* **GOAL**:
Format every line of the records below as a JSON list of strings, one string per line, and omit the blank lines.

* **DATA IN THIS EXERCISE**:
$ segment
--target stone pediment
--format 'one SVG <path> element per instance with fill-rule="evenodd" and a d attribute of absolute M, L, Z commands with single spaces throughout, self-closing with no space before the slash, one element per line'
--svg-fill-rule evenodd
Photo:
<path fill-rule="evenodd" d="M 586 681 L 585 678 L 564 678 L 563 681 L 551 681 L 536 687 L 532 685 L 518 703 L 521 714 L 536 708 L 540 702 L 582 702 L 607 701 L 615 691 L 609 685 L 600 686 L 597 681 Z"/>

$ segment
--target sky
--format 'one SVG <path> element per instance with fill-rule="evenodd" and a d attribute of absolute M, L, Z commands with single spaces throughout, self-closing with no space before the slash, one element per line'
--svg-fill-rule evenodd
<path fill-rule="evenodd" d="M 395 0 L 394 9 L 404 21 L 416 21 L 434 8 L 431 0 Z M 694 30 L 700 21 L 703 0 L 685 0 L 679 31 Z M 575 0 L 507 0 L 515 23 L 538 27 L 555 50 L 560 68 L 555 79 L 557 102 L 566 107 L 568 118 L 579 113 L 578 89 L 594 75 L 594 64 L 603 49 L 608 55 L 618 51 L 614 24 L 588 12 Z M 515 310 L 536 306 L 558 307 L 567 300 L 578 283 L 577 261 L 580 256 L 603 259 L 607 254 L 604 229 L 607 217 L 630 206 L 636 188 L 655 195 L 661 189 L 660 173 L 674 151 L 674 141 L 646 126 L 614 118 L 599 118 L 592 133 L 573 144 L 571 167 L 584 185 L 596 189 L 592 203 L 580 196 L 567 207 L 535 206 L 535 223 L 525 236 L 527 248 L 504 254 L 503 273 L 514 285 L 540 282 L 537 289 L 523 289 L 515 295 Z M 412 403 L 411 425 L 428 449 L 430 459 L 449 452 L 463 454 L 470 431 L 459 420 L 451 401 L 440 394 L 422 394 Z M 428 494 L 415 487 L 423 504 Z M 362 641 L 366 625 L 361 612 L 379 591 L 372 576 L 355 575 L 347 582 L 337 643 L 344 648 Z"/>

* **SOLUTION TO THIS EXERCISE**:
[
  "$ segment",
  "--target stone pediment",
  "--format 'one SVG <path> element per instance with fill-rule=\"evenodd\" and a d attribute of absolute M, L, Z commands with single spaces throughout, self-closing with no space before the slash, one element per line'",
  "--svg-fill-rule evenodd",
  "Photo:",
  "<path fill-rule=\"evenodd\" d=\"M 586 681 L 585 678 L 564 678 L 563 681 L 551 681 L 536 687 L 532 685 L 518 703 L 521 714 L 536 708 L 540 702 L 582 702 L 607 701 L 615 691 L 609 685 L 600 686 L 597 681 Z\"/>",
  "$ segment",
  "--target sky",
  "--format 'one SVG <path> element per instance with fill-rule=\"evenodd\" and a d attribute of absolute M, L, Z commands with single spaces throughout, self-closing with no space before the slash, one element per line'",
  "--svg-fill-rule evenodd",
  "<path fill-rule=\"evenodd\" d=\"M 395 0 L 394 9 L 404 21 L 416 21 L 434 8 L 431 0 Z M 694 30 L 700 21 L 703 0 L 685 0 L 679 31 Z M 575 0 L 507 0 L 515 23 L 538 27 L 555 50 L 560 68 L 555 79 L 557 102 L 566 107 L 568 118 L 579 113 L 578 89 L 594 75 L 594 64 L 603 49 L 608 55 L 618 51 L 614 24 L 588 12 Z M 515 310 L 536 306 L 558 307 L 567 300 L 578 283 L 577 261 L 580 256 L 603 259 L 607 254 L 604 229 L 607 217 L 630 206 L 636 188 L 655 195 L 661 189 L 660 173 L 674 151 L 674 141 L 646 126 L 614 118 L 599 118 L 592 133 L 573 144 L 571 167 L 584 185 L 596 189 L 592 203 L 580 196 L 567 207 L 535 206 L 535 223 L 525 236 L 527 248 L 504 254 L 503 273 L 514 285 L 540 282 L 537 289 L 523 289 L 515 295 Z M 412 403 L 411 425 L 428 449 L 430 459 L 449 452 L 463 454 L 470 431 L 459 420 L 451 401 L 440 394 L 422 394 Z M 428 494 L 415 487 L 423 504 Z M 362 641 L 366 625 L 361 612 L 379 591 L 372 576 L 355 575 L 347 582 L 337 643 L 344 648 Z\"/>"
]